**EXERCISE DIRECTIONS:**
For each record below, set it down exactly but leave out any picture.

**RECORDED INFORMATION:**

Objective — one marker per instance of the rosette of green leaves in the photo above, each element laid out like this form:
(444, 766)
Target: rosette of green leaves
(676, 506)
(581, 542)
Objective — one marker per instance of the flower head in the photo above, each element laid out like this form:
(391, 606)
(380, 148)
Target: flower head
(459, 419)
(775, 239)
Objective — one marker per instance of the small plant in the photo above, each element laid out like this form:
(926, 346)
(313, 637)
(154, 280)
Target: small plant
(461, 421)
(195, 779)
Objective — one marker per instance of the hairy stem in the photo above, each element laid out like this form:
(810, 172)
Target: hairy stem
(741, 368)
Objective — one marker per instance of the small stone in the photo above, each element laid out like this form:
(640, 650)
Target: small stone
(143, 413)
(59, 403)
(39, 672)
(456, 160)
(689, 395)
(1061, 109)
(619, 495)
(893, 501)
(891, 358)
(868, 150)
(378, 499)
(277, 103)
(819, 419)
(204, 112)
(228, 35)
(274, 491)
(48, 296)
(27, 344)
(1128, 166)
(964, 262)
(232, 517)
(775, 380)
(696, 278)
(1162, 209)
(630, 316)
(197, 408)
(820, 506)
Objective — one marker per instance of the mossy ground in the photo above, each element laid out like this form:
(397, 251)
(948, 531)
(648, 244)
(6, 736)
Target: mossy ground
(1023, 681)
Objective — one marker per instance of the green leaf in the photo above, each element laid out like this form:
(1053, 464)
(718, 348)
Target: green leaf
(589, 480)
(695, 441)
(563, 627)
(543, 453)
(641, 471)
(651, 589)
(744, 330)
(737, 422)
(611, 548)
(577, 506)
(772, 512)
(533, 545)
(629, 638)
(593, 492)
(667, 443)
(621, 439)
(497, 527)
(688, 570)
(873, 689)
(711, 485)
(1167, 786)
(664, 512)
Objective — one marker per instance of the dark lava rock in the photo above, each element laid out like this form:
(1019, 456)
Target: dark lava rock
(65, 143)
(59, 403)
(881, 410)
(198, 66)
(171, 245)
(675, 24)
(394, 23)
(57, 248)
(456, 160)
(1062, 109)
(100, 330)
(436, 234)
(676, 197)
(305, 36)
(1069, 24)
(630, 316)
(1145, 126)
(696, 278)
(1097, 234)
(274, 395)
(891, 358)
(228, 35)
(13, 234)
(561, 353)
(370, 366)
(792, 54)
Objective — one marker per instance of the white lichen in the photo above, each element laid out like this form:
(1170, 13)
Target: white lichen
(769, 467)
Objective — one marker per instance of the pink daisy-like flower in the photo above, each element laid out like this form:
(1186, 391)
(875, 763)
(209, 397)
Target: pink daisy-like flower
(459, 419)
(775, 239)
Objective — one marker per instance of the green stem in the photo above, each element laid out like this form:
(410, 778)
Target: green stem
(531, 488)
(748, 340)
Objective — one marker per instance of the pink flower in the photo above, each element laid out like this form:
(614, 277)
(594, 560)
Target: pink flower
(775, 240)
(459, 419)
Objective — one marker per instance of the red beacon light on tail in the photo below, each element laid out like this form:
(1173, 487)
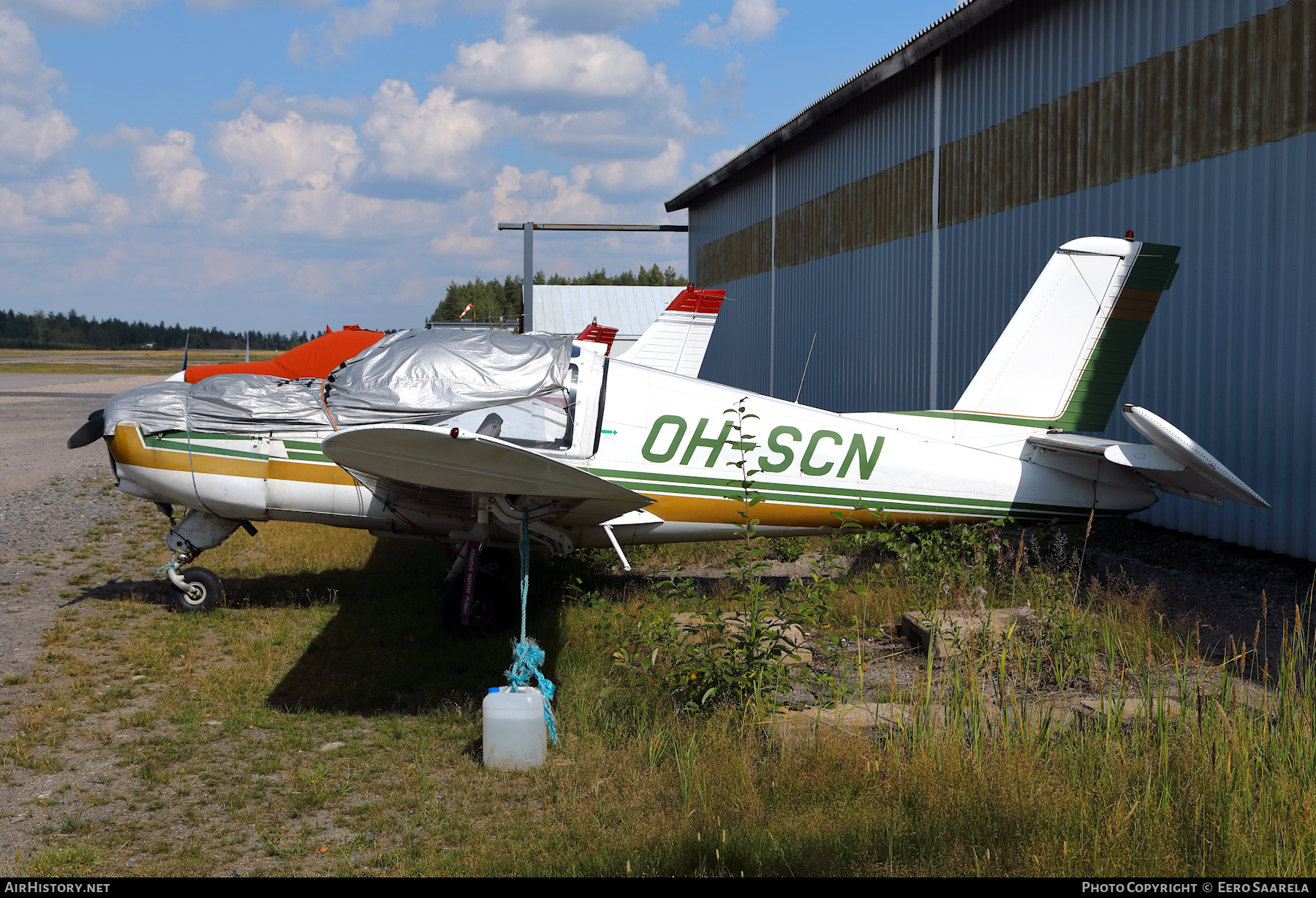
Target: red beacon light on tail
(595, 332)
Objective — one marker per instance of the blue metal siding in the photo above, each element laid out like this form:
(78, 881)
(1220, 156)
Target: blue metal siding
(885, 128)
(1037, 50)
(1227, 355)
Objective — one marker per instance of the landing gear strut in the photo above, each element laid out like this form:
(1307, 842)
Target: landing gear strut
(482, 607)
(197, 589)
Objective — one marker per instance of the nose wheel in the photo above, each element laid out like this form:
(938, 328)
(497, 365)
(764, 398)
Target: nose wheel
(195, 589)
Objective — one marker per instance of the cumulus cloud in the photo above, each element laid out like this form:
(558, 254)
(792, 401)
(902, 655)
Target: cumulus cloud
(72, 202)
(271, 105)
(431, 140)
(564, 72)
(748, 21)
(583, 16)
(29, 141)
(330, 39)
(292, 149)
(727, 95)
(716, 161)
(170, 169)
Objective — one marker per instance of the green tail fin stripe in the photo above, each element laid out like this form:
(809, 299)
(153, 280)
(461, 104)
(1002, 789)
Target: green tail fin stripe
(1108, 366)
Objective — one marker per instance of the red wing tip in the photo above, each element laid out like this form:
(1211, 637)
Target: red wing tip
(692, 299)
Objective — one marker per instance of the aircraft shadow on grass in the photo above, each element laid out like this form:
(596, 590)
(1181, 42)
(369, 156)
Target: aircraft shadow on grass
(385, 649)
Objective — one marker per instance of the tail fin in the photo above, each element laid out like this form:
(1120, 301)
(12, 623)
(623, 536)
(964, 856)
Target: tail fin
(1062, 360)
(678, 340)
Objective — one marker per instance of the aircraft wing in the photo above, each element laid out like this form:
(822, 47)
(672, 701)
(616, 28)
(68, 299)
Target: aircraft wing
(1174, 462)
(437, 472)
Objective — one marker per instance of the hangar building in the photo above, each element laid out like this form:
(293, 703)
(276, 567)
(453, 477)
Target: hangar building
(903, 217)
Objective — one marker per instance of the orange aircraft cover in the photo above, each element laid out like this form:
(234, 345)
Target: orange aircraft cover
(311, 360)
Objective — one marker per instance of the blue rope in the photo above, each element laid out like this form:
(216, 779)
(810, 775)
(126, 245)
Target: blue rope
(526, 654)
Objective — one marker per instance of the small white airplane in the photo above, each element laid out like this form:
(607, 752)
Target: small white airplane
(583, 449)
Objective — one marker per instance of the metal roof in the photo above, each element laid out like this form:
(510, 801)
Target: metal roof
(570, 309)
(924, 44)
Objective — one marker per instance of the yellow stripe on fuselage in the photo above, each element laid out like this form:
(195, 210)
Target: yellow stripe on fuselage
(128, 448)
(769, 514)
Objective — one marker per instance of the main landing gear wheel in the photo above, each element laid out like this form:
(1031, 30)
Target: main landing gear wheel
(204, 590)
(493, 605)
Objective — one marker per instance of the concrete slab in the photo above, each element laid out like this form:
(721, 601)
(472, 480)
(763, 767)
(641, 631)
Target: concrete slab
(36, 424)
(875, 720)
(695, 627)
(947, 633)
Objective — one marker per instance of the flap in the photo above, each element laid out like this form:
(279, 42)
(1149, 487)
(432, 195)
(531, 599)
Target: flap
(1203, 477)
(473, 464)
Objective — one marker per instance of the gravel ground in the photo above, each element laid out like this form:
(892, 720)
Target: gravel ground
(69, 537)
(50, 497)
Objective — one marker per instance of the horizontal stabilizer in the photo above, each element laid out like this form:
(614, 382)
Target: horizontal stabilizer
(1174, 462)
(1065, 355)
(1203, 475)
(678, 340)
(408, 460)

**RESULT OF THIS TASK:**
Objective — one marker per instance of the rosette of green leaves in the photo above, each element laid out like this form:
(444, 766)
Target: rosette of green leaves
(676, 506)
(581, 542)
Objective — one marker per instance of the flower head in the photo above, each element laid out like this form:
(391, 606)
(380, 148)
Target: flower head
(459, 419)
(775, 239)
Objective — one marker per instance of the small plant in the photo above, each element laid out like this form:
(926, 346)
(313, 637)
(154, 280)
Target: small plant
(461, 421)
(195, 779)
Objective — one marker per instance of the hairy stem in the photo above, each element laid out like this form:
(810, 172)
Target: hairy stem
(741, 368)
Objective — one marker per instance of the small stone in the photo above, each element laid out like this form:
(640, 650)
Target: small stone
(143, 413)
(59, 403)
(39, 672)
(456, 160)
(689, 395)
(1061, 109)
(619, 495)
(893, 501)
(891, 358)
(868, 150)
(378, 499)
(277, 103)
(819, 419)
(204, 112)
(228, 35)
(274, 491)
(48, 296)
(27, 344)
(1128, 166)
(964, 262)
(232, 517)
(775, 380)
(696, 278)
(1162, 209)
(630, 316)
(197, 408)
(820, 506)
Objective — one marker per instance of the mossy ground in the photo above, each element laid out like this form:
(397, 251)
(948, 531)
(648, 244)
(6, 736)
Target: mossy ground
(1023, 681)
Objective — one marker per instance of the green leaf in the photo above, each element laid out like this form:
(1053, 464)
(718, 348)
Target: green leaf
(589, 480)
(695, 441)
(563, 627)
(543, 453)
(641, 471)
(651, 589)
(744, 330)
(737, 422)
(611, 548)
(577, 506)
(772, 512)
(533, 545)
(629, 638)
(593, 492)
(667, 443)
(621, 439)
(497, 527)
(688, 570)
(873, 689)
(711, 485)
(1167, 786)
(664, 512)
Objective — one marker per instance of the dark lava rock in the photo above, each element laid out like this form:
(1019, 456)
Target: dark lava rock
(65, 143)
(59, 403)
(881, 410)
(198, 66)
(171, 245)
(675, 24)
(394, 23)
(57, 248)
(456, 160)
(1062, 109)
(100, 330)
(436, 234)
(676, 197)
(305, 36)
(1069, 24)
(630, 316)
(1145, 126)
(696, 278)
(1097, 234)
(274, 395)
(891, 358)
(228, 35)
(13, 234)
(561, 353)
(370, 366)
(792, 54)
Objective — one marker per instance of the white lichen in the photo above, each element laid out like this form:
(1170, 13)
Target: white lichen
(769, 467)
Objective — one marker per instance of the pink daisy-like flower in the photo above, each element laid out like this form:
(1186, 391)
(875, 763)
(209, 397)
Target: pink daisy-like flower
(459, 419)
(775, 239)
Objective — one marker per instance of the green stem in the photo above, each element laid out like this form:
(410, 778)
Target: green stem
(531, 488)
(748, 340)
Objective — one marker per instance of the pink flower in the photo above, each element laid out like this form:
(614, 277)
(594, 560)
Target: pink flower
(775, 240)
(459, 419)
Objective — one marker per instance of the red beacon light on tail in the photo below, each element laid out like this form:
(1173, 487)
Target: red beacon light on tail
(595, 332)
Objective — one marker per instance of the blue metal siding in the photo above, each element laid out like this form:
(78, 881)
(1220, 156)
Target: blue metal siding
(885, 128)
(1037, 50)
(1227, 355)
Objective — one marker per instance of the landing gear strut in the photo above, each element laid out like this form:
(1307, 842)
Target: landing gear strut
(482, 607)
(197, 589)
Objective — one marker per instance of the nose wheel in the photo above, each element laid out like this form:
(938, 328)
(497, 365)
(764, 398)
Target: nose wheel
(195, 589)
Objective — one marker per instance of the cumulus cloud in the photo above, each element laid out like this form:
(558, 254)
(792, 401)
(902, 655)
Target: cumulus cloud
(72, 202)
(271, 105)
(431, 140)
(564, 72)
(748, 21)
(583, 16)
(29, 141)
(330, 39)
(292, 149)
(727, 95)
(716, 161)
(170, 169)
Objective — one marker per instance of the green tail fin stripe in the photo above, each element laid out like this form:
(809, 299)
(153, 280)
(461, 104)
(1002, 789)
Target: green tail fin stripe
(1108, 366)
Objective — one marker per instance of the red wing tip in the photo above, each element laid out like this form:
(1211, 637)
Target: red wing tip
(692, 299)
Objective — one marker per instance of the aircraft shadow on grass in the photo above, each element laid out like this form:
(596, 590)
(1181, 42)
(369, 156)
Target: aircraft shadow on grass
(385, 649)
Objective — one marker per instance of the tail fin in the photo above, each element laid out like this form:
(1120, 301)
(12, 623)
(623, 536)
(964, 856)
Target: tail fin
(1062, 360)
(678, 340)
Objective — one marker per instance of the aircraft wing in the photo above, each element laid out like this form:
(822, 47)
(672, 701)
(616, 28)
(68, 299)
Target: aircraft wing
(1174, 462)
(437, 472)
Objective — one marker per instance of the hangar building in the photo above, each element laid out like this form:
(293, 703)
(276, 567)
(453, 477)
Target: hangar building
(903, 217)
Objective — one marker per instance of the orange aircraft cover in the photo above, each element laid out like this form:
(234, 345)
Target: orange aircraft cover
(311, 360)
Objective — one marker per instance of the blue rope in the photo above, each element laid out like this form:
(216, 779)
(810, 775)
(126, 245)
Target: blue rope
(526, 654)
Objective — one marker per instance of the small white airplane in the photo above, each element laid out like this form:
(607, 752)
Target: small white airplane
(583, 449)
Objective — one marker per instance of the metal roof in the photo above, each element laid out like this form:
(510, 801)
Target: metal roof
(570, 309)
(924, 44)
Objective — one marker per instance of the yellow stripe on fuselage in the photo above, each element laid out like this form:
(195, 210)
Target: yellow stripe on fuselage
(128, 448)
(769, 514)
Objective — one marker per instance of the main landing gear wheel in the photo above, each element laid out like this form:
(1031, 30)
Target: main landing gear wheel
(204, 590)
(493, 605)
Objective — one marker per instance of the concrete slab in the photo above, each element laid out like this form:
(721, 601)
(472, 480)
(763, 767)
(641, 631)
Target: concrete slab
(36, 424)
(875, 720)
(695, 627)
(947, 633)
Objective — one marker per instance of the flap in the photo above, each element laid out like this form:
(279, 42)
(1149, 487)
(432, 195)
(531, 599)
Target: flap
(1203, 477)
(473, 464)
Objective — one marker per instance of the gravel ground in the photo above, each element laid out like this form:
(892, 720)
Target: gravel ground
(69, 537)
(50, 497)
Objective — one marker per instance of the horizontal stabilizer in the photo above, each element laid out like this form:
(614, 382)
Target: horizontal stabilizer
(1174, 462)
(1065, 355)
(1203, 475)
(678, 340)
(408, 460)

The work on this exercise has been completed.